3. e um certo
carácter do flâneur
Andar a pé, ou «o contacto verdadeiro com
o real» como diz Ernesto Sampaio, não trata propriamente da arte de caminhar
(a peripatética) segundo Aristóteles, ou da nobreza do pensamento que resulta das
grandes caminhadas segundo Nietzsche, nem mesmo das andanças dos
românticos andarilhos de que o protestante Rousseau é um exemplo
acabado: «a
minha mente só trabalha com a ajuda das pernas» (Jean-Jacques
Rousseau, Devaneios de um Caminhante Solitário, 1782).
Consta que, com apenas 16 anos, Rousseau atravessou a fronteira da Suíça com
a França, de Genebra a Chambéry, e
seguiu depois até Turim, a pé, só para se
converter aos caprichos da bela católica Louise Éléonore, baronesa de Warens.

REGISTOS GUARDADOS.

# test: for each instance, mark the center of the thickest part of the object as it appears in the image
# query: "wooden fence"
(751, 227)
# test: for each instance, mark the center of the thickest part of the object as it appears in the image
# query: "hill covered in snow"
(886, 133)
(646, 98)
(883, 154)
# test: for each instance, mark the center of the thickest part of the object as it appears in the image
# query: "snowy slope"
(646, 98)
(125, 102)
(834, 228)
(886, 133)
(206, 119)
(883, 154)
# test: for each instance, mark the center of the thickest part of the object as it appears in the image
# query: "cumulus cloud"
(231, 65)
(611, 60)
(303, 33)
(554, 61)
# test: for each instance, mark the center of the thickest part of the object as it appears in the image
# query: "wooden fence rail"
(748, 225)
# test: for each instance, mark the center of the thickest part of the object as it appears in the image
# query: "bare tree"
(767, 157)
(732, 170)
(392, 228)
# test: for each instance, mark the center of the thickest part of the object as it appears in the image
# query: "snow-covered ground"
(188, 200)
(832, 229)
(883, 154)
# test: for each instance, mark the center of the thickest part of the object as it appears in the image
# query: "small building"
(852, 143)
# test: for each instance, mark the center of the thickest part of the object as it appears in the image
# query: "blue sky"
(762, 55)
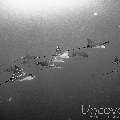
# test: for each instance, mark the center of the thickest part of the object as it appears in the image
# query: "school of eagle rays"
(18, 73)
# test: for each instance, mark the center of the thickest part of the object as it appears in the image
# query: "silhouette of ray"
(17, 73)
(116, 60)
(78, 52)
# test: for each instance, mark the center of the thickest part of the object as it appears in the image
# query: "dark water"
(58, 94)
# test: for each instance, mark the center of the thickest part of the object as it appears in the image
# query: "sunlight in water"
(44, 6)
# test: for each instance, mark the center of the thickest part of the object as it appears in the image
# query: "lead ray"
(93, 44)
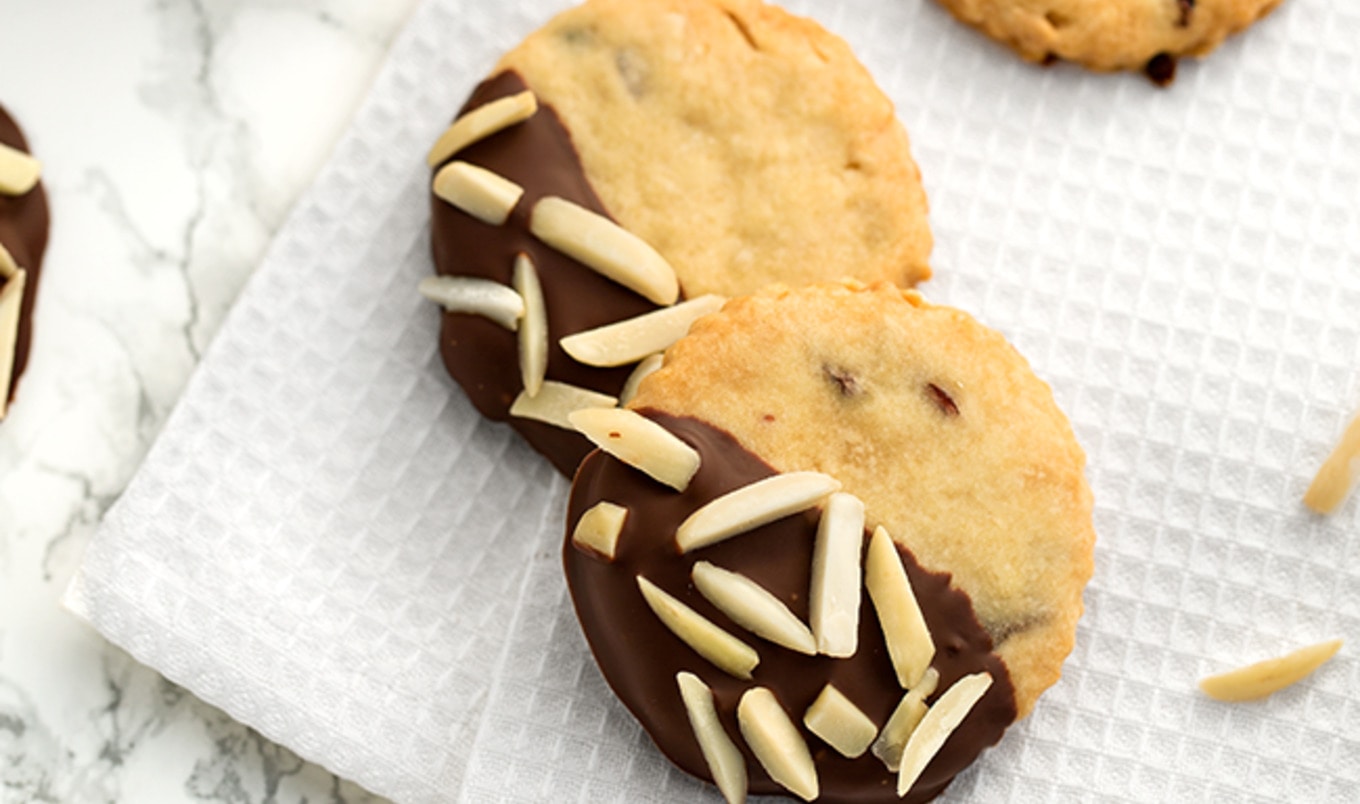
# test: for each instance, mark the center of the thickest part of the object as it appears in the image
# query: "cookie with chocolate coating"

DETALHES DO EXERCÍCIO. Transcreva a passagem sobre o flâneur desde «Consta que, com» até «baronesa de Warens.», inclusive, e troque «Turim» por «Milão».

SOLUÇÃO DO PROBLEMA.
Consta que, com apenas 16 anos, Rousseau atravessou a fronteira da Suíça com
a França, de Genebra a Chambéry, e
seguiu depois até Milão, a pé, só para se
converter aos caprichos da bela católica Louise Éléonore, baronesa de Warens.